### Task
Extend the forum thread about segmentation faults in the Python tests with the next few replies, starting after its final message.
━━━ Extract
Closed drpjm closed 6 days ago
Hi @drpjm is this from PyPI or compiled from main?
@ProfFan I tried to build from source and also use PyPI.
Coming very late to this conversation. I did most of the book using python 3.9, and there all tests succeed. But I am seeing segfaults with 3.12. I will try 3.10 and then 3.11, and see whether I can track down the issue.
Python 3.10 works (at least all tests pass without segfault)
OK, repro with Python 3.11.9:
(py311) (gtbook) FranksVrdantMac:build dellaert$ make python-test
[ 17%] Built target cephes-gtsam
[ 32%] Built target metis-gtsam
[ 76%] Built target gtsam
[ 76%] Built target gtsam_unstable_header
[ 76%] Built target pybind_wrap_gtsam_unstable
[ 85%] Built target gtsam_unstable
[ 85%] Built target gtsam_unstable_py
[ 85%] Built target gtsam_header
[ 91%] Built target pybind_wrap_gtsam
[100%] Built target gtsam_py
Segmentation fault
@ProfFan @varunagrawal any ideas? Maybe we need to upgrade pybind?
━━━━━━
━━━ Data records
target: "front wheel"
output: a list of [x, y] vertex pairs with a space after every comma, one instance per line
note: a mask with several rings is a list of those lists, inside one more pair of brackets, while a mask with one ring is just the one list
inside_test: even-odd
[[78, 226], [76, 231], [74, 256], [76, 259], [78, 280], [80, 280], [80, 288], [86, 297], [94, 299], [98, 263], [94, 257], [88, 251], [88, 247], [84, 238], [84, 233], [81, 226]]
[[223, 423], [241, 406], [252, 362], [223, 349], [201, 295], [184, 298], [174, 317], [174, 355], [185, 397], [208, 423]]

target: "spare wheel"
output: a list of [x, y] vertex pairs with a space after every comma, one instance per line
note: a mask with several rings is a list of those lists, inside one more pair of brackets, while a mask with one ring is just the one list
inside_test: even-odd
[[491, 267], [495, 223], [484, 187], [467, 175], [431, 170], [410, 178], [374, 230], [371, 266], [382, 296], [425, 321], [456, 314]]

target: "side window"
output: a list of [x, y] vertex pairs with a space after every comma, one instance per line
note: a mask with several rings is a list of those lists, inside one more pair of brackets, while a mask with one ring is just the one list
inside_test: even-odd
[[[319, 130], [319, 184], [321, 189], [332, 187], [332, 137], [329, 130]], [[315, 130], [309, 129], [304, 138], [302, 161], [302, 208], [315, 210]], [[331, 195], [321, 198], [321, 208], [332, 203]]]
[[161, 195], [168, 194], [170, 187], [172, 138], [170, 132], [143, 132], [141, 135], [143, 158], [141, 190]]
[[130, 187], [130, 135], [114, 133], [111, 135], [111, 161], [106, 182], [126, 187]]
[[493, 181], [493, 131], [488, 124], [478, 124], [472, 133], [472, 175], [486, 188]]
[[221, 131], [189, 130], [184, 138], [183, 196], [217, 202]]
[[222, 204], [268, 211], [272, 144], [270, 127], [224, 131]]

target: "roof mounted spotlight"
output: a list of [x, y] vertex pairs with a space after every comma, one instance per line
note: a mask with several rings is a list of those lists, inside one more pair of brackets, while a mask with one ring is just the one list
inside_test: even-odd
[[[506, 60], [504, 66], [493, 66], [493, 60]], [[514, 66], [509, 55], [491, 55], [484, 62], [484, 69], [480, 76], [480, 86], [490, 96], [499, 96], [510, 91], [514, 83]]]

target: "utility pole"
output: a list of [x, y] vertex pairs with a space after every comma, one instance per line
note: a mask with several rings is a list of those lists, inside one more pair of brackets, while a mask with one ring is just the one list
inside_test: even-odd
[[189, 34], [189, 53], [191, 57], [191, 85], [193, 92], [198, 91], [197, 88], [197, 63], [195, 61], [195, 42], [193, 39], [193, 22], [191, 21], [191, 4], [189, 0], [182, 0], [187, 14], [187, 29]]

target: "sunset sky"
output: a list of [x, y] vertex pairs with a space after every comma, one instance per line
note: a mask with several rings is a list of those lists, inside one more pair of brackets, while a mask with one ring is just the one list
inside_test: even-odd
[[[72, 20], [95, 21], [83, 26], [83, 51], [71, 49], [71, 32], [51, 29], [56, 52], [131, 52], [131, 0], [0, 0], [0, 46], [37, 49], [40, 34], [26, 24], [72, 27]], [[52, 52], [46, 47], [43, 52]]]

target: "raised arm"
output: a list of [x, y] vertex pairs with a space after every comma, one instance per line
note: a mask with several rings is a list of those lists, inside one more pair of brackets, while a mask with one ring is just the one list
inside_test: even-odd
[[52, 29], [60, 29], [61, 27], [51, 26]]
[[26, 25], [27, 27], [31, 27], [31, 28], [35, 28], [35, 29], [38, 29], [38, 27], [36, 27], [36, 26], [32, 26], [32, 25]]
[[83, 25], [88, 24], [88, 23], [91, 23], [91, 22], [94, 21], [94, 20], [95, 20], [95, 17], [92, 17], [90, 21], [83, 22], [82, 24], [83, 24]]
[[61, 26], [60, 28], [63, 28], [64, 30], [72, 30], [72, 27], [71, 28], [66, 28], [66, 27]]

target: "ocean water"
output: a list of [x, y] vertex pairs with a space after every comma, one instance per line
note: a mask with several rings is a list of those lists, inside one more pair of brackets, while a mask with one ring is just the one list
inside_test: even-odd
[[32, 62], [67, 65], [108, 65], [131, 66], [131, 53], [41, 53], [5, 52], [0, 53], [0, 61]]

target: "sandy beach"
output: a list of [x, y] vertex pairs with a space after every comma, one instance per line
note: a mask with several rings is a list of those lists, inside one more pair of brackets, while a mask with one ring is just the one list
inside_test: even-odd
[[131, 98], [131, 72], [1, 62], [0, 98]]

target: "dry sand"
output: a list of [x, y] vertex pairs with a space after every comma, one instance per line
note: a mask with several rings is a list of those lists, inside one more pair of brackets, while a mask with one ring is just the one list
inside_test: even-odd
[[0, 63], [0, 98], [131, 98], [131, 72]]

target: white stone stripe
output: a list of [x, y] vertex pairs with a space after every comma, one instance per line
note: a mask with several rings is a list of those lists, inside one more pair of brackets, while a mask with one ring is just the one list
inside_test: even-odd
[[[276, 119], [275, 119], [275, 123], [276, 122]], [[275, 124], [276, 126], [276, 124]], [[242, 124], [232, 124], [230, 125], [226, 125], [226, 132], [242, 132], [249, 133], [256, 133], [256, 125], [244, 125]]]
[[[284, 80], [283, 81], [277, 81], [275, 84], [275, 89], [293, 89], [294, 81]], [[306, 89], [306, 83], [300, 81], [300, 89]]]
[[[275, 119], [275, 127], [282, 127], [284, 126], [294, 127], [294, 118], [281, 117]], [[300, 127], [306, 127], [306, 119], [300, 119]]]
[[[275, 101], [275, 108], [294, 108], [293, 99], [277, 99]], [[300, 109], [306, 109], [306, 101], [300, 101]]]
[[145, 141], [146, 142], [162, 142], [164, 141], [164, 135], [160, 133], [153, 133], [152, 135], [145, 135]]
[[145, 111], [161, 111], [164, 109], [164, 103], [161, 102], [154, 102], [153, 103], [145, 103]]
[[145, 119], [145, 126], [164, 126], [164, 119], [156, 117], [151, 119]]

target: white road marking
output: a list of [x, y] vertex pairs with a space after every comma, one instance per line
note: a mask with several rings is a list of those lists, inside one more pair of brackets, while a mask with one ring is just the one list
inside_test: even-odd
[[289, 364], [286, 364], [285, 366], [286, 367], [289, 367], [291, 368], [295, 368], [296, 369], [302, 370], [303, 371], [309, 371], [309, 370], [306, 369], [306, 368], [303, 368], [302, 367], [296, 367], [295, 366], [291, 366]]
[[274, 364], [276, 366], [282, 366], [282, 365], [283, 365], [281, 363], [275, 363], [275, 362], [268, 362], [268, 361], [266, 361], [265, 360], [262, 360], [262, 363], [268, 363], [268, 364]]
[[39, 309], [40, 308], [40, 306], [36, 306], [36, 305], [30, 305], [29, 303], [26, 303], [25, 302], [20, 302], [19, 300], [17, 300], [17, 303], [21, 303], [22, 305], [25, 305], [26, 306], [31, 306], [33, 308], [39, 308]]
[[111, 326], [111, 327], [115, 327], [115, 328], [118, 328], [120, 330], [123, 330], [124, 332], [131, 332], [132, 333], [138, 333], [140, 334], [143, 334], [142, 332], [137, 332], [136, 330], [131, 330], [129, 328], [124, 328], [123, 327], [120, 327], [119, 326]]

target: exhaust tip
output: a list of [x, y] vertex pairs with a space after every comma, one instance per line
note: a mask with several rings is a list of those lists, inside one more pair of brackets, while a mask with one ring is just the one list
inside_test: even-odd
━━━━━━
### Right answer
Might need to run the thing within LLDB and see what is happening
Would you be willing to upgrade pybind and give it a try?
I forget exactly where to do it, please put me on the review so I can do it the next time..l
I had upgraded Pybind11 2 months ago
https://github.com/borglab/wrap/pull/166
I'll take a closer look later today.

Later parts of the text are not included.